Give the records again in full, exactly as written.

Point-per-instance localization data:
Start of Block
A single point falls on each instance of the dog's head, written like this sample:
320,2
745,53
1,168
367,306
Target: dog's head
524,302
End of Block
Completed exercise
A single point falls on each instance of the dog's head, written like this sample:
320,2
745,53
1,168
367,306
Target: dog's head
524,302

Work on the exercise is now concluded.